Start of Block

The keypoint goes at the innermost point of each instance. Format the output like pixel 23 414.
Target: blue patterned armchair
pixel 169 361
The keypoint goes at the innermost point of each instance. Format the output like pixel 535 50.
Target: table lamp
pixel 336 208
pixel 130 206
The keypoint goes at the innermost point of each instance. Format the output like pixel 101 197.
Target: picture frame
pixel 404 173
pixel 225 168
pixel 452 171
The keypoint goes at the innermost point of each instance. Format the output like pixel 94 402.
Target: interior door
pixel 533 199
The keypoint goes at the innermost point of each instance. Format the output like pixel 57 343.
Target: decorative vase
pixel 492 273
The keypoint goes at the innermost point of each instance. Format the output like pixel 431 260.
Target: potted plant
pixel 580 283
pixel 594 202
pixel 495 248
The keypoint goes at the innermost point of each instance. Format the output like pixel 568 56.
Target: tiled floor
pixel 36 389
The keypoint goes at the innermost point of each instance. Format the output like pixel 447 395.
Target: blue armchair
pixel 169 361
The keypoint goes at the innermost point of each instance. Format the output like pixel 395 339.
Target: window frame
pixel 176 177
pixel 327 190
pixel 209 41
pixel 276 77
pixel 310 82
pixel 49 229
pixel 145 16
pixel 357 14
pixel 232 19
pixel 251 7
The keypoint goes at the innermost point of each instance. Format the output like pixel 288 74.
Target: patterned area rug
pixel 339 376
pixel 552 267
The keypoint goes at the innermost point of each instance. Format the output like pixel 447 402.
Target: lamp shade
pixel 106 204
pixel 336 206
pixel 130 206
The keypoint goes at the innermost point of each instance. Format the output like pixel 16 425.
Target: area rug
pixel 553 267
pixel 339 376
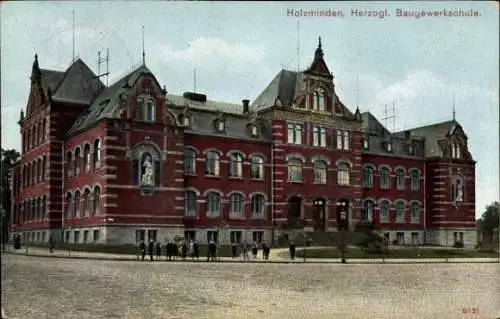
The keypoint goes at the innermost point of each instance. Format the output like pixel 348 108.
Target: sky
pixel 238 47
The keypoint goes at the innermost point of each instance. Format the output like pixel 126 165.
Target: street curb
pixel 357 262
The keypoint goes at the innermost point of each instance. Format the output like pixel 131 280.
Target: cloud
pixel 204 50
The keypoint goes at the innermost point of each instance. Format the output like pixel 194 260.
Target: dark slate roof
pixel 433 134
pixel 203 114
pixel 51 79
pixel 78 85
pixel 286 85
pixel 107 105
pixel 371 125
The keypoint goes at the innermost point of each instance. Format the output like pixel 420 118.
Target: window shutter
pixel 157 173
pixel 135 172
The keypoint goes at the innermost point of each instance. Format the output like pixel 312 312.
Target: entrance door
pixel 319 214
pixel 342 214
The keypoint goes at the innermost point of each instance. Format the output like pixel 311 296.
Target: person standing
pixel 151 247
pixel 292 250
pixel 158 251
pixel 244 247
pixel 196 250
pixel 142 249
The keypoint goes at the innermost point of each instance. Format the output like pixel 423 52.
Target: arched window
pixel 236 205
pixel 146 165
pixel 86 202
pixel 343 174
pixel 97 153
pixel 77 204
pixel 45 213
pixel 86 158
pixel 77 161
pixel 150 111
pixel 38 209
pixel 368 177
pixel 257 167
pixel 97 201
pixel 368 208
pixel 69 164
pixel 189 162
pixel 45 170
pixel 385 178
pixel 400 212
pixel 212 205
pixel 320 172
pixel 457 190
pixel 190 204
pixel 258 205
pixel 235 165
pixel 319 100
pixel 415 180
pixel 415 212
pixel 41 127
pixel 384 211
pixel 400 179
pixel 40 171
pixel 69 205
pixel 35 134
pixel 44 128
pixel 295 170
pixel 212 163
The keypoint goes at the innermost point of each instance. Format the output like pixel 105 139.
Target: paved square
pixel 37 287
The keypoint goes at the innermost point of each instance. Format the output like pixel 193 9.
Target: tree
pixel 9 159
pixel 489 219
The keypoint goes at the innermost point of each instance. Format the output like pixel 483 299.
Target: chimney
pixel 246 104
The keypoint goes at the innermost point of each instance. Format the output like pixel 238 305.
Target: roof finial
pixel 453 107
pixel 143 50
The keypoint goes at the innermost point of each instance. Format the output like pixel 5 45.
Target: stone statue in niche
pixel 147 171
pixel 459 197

End of Block
Start of Block

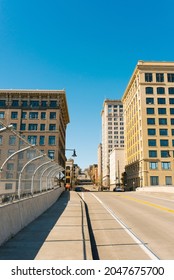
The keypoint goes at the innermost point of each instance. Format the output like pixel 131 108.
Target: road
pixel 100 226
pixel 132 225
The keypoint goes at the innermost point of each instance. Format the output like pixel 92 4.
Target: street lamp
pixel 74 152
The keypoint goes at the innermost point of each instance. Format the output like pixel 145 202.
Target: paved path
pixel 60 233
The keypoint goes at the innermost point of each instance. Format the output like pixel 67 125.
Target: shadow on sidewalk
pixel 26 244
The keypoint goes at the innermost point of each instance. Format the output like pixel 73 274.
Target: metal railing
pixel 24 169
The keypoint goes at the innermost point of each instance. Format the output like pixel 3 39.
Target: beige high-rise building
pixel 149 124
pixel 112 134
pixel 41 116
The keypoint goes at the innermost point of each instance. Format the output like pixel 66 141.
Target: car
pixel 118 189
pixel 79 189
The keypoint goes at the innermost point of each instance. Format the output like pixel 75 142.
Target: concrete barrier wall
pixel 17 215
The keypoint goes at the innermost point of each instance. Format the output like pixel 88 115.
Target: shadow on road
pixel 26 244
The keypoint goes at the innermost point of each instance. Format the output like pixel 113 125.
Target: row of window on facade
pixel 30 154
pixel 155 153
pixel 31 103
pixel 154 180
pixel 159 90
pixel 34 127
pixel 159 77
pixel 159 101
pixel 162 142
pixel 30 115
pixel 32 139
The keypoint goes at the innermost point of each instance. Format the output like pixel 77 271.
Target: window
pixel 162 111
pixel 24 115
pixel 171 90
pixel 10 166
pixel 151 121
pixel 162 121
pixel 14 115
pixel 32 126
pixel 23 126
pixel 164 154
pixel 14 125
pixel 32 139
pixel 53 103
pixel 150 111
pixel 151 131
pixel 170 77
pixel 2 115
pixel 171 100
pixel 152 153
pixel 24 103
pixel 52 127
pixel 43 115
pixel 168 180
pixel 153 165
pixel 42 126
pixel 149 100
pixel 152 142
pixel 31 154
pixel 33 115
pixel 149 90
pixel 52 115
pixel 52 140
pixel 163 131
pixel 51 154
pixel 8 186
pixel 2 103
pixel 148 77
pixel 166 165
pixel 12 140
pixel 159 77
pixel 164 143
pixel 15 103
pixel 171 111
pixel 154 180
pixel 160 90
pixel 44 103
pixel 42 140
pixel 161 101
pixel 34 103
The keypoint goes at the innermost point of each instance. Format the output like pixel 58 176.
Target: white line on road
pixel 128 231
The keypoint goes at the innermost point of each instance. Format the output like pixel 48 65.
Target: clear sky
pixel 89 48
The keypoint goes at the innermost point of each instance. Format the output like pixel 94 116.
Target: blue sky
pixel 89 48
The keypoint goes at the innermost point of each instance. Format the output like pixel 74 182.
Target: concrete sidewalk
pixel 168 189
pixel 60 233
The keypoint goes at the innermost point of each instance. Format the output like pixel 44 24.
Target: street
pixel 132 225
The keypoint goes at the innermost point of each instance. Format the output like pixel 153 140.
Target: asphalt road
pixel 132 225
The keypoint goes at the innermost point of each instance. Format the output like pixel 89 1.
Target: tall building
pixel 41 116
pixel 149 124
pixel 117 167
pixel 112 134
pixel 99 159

End of Block

• _What you need to do_
The listing above holds a line with "pixel 101 197." and a line with "pixel 395 339.". Print the stretch from the first through the second, exactly and alone.

• _Answer space_
The keypoint goes at the innermost point of each instance. Format the output like pixel 101 197.
Target: picture frame
pixel 404 173
pixel 225 168
pixel 452 171
The keypoint goes at the innermost point of each instance. Format the output like pixel 94 402.
Target: interior door
pixel 533 199
The keypoint goes at the innermost point of each instance. Format the output like pixel 57 343.
Target: decorative vase
pixel 492 273
The keypoint goes at the innermost point of each instance. Format the output like pixel 431 260.
Target: potted plant
pixel 580 283
pixel 594 202
pixel 495 248
The keypoint goes at the innermost point of each instance. Format the output like pixel 568 56.
Target: tiled floor
pixel 36 389
The keypoint goes at the innermost point of each instance. Format the output like pixel 447 395.
Target: blue armchair
pixel 169 361
The keypoint goes at the innermost point of each instance. Format the output like pixel 395 339.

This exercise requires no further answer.